What is being asked = Here the answer must be the exact run of lines from the line holding "281L226 282L187 364L202" to the end of the material below, and nothing else.
::::::
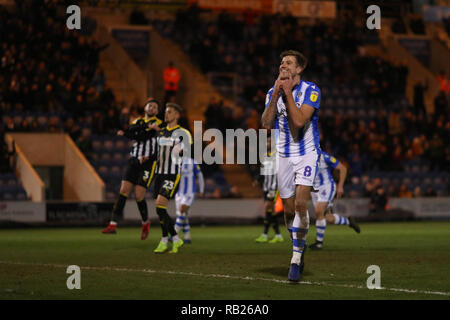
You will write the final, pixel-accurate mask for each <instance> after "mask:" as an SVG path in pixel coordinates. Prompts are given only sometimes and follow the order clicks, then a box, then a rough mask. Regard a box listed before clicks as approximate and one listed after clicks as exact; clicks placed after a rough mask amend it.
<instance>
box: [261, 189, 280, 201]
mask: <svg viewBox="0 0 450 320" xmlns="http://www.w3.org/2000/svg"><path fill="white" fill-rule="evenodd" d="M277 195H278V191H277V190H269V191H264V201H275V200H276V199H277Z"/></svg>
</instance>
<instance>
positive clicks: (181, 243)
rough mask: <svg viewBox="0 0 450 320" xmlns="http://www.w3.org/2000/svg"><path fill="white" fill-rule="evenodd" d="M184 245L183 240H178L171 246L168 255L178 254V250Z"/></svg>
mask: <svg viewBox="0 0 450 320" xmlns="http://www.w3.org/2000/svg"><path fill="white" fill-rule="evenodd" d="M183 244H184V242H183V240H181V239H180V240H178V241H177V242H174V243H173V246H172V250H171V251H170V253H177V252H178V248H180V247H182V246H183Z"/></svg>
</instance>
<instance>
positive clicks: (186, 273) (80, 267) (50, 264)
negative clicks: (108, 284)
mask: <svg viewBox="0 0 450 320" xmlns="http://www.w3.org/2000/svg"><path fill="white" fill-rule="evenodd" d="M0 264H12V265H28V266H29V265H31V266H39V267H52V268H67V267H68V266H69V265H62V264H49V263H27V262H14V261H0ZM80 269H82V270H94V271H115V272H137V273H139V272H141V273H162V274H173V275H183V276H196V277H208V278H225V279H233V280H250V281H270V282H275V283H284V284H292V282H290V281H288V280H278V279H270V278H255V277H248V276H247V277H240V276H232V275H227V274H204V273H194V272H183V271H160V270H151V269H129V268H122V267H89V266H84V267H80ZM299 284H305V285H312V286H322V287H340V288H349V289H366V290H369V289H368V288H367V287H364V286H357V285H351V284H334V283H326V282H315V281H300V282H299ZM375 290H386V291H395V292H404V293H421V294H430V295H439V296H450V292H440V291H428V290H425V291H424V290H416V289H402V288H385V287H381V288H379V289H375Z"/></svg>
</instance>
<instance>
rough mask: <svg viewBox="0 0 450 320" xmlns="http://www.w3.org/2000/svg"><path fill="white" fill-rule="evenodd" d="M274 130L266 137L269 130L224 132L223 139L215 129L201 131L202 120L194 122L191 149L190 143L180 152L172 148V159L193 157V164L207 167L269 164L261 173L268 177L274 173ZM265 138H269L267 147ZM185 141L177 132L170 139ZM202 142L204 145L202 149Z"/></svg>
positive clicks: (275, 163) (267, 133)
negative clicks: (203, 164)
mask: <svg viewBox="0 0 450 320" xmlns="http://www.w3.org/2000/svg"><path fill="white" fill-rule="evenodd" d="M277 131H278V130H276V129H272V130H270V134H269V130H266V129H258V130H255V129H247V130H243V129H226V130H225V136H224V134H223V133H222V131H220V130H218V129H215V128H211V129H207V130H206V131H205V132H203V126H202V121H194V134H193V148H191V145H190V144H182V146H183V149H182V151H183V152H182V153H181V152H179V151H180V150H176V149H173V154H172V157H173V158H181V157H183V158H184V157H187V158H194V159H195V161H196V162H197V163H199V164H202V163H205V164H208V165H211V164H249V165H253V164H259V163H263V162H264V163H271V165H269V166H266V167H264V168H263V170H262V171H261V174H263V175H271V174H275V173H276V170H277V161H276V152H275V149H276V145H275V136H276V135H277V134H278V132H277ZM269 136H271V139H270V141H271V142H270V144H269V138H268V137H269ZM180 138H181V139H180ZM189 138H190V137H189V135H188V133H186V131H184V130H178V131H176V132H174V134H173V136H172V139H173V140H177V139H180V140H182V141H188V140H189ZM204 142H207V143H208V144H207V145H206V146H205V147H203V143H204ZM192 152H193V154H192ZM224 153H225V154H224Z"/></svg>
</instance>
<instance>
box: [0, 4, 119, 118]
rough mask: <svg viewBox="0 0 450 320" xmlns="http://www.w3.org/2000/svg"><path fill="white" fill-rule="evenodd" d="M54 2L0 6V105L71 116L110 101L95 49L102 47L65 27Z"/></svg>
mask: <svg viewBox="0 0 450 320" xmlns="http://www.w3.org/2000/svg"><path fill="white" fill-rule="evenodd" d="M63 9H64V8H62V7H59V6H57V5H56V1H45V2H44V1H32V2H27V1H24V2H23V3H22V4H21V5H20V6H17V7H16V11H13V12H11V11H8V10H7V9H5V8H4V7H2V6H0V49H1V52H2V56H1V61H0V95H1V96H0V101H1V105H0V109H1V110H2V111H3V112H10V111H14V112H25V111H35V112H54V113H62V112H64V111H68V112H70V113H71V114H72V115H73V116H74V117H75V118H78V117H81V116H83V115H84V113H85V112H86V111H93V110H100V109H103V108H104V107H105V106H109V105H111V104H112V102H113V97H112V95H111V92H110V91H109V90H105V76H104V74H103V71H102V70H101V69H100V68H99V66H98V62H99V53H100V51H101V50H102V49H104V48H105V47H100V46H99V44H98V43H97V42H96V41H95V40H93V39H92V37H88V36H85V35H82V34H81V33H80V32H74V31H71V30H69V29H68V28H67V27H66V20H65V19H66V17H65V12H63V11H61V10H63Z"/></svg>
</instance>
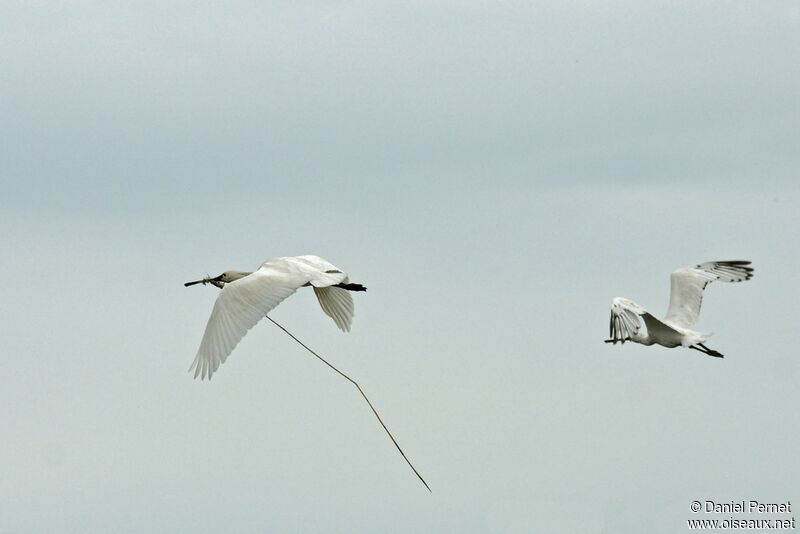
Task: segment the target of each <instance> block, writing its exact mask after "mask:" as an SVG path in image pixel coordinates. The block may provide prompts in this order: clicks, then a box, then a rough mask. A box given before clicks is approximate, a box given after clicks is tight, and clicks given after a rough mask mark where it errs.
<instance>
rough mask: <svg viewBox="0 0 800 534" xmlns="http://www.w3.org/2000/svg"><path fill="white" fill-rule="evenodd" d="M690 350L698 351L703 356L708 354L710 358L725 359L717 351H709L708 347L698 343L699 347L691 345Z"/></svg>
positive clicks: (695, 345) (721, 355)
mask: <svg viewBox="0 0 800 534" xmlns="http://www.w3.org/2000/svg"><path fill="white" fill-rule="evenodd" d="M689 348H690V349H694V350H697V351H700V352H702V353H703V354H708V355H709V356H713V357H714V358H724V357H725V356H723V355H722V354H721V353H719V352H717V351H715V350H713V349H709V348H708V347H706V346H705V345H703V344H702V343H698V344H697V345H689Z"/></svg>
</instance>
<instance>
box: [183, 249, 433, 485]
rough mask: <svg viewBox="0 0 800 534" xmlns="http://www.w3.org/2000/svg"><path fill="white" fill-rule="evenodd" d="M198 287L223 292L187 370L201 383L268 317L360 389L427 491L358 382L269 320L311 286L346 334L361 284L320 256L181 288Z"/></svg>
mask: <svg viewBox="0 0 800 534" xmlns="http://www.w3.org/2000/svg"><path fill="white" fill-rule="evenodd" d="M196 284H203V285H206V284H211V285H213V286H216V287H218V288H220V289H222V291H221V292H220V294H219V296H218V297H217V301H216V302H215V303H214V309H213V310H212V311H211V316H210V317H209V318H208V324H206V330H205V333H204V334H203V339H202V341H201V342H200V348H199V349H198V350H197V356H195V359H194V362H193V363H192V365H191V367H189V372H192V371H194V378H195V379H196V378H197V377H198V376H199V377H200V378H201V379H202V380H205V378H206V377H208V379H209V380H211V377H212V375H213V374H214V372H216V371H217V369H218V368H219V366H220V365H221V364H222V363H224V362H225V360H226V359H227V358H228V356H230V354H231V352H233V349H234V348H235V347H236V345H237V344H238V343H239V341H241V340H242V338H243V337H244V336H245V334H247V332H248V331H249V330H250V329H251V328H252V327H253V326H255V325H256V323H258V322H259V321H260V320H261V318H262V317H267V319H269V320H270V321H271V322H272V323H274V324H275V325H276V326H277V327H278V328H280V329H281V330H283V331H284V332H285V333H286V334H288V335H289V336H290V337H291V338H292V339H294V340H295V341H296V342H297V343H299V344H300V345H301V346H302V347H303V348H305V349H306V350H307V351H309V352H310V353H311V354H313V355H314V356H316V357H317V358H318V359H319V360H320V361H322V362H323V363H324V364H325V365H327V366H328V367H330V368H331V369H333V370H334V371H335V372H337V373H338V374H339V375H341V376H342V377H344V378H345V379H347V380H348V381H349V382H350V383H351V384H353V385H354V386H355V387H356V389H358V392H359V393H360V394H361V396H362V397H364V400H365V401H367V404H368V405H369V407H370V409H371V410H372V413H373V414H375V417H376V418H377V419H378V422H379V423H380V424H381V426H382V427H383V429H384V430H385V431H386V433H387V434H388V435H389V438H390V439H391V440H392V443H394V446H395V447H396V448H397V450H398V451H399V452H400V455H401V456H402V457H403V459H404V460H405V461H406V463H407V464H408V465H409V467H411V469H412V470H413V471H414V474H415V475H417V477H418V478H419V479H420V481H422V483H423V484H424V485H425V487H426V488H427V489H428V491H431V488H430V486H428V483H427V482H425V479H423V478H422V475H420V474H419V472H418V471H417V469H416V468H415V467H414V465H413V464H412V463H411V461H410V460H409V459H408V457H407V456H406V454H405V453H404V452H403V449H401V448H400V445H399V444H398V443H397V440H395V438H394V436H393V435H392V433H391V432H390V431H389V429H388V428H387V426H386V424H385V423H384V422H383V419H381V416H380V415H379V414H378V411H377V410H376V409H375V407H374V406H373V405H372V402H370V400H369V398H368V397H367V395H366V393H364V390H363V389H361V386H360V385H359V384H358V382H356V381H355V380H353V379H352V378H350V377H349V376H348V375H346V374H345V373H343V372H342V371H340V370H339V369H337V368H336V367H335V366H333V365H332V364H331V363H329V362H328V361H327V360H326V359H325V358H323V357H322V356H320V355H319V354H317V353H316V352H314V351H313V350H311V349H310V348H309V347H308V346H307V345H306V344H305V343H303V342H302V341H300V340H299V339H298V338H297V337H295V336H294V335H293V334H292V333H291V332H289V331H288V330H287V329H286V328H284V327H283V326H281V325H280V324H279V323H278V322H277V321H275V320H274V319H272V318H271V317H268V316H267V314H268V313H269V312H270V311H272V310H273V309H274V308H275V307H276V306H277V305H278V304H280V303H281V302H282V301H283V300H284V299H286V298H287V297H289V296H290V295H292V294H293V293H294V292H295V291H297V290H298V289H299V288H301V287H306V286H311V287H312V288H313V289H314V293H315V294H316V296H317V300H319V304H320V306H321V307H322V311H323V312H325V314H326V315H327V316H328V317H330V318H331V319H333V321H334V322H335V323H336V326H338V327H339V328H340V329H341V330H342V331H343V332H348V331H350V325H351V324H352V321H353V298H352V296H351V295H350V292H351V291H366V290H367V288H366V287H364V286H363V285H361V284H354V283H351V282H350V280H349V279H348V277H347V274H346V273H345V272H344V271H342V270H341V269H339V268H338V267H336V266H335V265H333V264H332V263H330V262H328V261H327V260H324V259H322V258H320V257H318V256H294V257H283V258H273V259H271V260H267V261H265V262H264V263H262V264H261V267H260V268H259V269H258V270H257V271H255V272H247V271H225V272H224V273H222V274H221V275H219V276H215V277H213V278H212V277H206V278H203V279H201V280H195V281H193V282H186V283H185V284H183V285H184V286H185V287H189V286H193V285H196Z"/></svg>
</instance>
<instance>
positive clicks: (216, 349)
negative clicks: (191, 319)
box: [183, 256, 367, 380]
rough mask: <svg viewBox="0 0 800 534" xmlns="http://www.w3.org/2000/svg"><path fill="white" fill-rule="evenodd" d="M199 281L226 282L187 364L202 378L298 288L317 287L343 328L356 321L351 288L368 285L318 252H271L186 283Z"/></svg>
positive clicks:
::::::
Final answer =
rough mask: <svg viewBox="0 0 800 534" xmlns="http://www.w3.org/2000/svg"><path fill="white" fill-rule="evenodd" d="M199 281L226 282L187 364L202 378L298 288L317 287L343 328L356 321L351 288L368 285L318 252H271L186 283Z"/></svg>
positive clicks:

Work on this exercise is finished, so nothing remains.